• **What you should do**:
Count every line in the following entries that holds the word "positive". Only the number should be given.

(Stored data)
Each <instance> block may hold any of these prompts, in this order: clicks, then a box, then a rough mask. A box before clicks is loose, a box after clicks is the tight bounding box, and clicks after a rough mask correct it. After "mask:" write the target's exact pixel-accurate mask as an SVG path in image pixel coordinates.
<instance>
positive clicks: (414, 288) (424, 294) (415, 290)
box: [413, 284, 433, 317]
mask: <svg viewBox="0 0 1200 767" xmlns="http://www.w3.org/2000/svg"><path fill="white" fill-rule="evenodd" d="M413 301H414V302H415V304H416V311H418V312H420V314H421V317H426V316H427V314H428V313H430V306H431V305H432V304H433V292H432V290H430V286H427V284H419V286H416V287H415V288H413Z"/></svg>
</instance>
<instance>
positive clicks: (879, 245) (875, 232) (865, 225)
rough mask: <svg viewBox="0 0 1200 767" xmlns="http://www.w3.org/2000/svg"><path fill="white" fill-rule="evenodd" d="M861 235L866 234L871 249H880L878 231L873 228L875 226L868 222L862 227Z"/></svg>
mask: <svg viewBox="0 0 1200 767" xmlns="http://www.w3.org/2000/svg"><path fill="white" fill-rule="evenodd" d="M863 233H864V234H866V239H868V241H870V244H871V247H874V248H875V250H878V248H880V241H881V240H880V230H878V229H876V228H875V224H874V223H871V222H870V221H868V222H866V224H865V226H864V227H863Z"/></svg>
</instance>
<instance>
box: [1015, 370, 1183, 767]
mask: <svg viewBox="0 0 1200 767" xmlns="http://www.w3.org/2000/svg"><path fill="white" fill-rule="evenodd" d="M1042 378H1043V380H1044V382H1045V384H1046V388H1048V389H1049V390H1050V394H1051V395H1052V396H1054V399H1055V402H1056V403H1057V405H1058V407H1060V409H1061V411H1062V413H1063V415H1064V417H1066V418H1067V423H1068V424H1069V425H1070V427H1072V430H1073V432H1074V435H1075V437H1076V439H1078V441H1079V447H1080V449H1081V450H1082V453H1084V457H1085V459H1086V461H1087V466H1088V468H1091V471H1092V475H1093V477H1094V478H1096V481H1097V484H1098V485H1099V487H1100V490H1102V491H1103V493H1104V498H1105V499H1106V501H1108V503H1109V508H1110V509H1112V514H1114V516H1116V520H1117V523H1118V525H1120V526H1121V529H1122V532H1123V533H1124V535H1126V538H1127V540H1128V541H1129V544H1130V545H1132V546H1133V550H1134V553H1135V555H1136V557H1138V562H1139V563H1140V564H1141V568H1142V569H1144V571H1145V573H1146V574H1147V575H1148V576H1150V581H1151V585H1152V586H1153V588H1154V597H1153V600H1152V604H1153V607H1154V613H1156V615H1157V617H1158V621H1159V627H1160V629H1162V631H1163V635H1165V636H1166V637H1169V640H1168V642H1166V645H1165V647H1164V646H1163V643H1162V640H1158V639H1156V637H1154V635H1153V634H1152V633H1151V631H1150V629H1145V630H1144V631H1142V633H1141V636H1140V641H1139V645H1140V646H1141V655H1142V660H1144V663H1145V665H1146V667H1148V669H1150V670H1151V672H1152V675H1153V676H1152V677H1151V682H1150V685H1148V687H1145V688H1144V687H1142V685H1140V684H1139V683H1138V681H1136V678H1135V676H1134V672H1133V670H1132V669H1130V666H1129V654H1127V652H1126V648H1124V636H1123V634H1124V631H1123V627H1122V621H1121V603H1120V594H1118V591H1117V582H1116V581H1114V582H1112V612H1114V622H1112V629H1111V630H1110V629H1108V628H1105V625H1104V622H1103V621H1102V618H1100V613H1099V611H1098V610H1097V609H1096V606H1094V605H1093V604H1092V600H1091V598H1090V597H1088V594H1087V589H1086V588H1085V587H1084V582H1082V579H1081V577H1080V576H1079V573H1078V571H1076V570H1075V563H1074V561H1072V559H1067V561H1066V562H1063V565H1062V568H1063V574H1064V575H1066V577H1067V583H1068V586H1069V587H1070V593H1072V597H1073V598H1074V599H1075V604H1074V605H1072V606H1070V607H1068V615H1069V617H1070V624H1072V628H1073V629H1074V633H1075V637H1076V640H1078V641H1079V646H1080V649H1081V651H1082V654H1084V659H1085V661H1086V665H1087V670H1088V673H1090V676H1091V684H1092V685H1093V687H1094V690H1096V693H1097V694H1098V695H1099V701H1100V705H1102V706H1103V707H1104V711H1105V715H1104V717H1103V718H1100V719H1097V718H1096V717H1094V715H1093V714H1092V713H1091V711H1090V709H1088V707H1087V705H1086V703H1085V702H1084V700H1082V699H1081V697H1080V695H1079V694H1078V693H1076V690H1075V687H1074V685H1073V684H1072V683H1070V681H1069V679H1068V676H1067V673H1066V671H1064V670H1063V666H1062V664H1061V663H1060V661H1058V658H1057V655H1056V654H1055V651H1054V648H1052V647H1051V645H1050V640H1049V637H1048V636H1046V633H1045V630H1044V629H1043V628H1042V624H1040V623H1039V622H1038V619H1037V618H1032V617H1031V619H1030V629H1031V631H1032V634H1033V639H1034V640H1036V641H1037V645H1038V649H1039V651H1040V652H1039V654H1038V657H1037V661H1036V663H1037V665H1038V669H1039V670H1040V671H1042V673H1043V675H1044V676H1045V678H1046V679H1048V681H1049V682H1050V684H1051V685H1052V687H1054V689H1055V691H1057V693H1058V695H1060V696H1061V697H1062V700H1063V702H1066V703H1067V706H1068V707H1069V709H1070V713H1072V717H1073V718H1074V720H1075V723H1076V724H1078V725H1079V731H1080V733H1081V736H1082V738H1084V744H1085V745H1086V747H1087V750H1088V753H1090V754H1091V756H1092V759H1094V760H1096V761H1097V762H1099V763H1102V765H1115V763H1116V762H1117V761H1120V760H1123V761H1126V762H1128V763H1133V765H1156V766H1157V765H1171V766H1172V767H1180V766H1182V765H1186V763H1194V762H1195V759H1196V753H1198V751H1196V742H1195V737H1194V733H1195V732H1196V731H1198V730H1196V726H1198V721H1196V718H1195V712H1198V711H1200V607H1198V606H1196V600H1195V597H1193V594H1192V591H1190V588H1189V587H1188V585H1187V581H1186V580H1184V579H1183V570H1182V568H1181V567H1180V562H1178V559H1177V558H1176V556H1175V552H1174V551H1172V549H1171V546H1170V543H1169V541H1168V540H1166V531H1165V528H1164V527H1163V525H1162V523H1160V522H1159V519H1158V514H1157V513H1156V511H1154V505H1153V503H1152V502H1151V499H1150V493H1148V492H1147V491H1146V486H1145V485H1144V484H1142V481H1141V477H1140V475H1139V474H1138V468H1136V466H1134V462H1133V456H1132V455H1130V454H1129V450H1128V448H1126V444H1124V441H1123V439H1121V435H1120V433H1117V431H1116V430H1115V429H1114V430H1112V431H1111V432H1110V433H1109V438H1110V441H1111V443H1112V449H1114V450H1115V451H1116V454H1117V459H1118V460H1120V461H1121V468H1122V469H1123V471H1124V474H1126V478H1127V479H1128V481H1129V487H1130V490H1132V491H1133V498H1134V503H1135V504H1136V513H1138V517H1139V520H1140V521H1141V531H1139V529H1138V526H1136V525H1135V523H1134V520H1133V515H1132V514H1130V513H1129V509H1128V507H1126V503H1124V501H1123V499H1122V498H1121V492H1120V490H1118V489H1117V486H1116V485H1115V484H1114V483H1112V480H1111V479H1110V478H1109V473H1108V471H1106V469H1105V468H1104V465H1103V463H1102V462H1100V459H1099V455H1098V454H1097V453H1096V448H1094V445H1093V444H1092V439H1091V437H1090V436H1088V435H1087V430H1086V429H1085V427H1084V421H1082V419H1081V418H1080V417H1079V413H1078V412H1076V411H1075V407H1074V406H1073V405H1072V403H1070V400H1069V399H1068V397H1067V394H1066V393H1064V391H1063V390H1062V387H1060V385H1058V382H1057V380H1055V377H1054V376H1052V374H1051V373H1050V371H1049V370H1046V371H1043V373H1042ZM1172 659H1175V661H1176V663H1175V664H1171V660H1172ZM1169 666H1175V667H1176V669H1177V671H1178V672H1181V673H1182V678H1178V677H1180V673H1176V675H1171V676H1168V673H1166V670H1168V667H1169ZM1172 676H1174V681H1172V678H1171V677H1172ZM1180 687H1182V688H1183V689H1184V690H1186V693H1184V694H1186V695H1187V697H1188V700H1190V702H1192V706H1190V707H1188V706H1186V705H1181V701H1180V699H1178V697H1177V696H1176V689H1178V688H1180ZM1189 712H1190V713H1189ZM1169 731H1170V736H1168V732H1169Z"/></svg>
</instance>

• **Solved exercise**:
2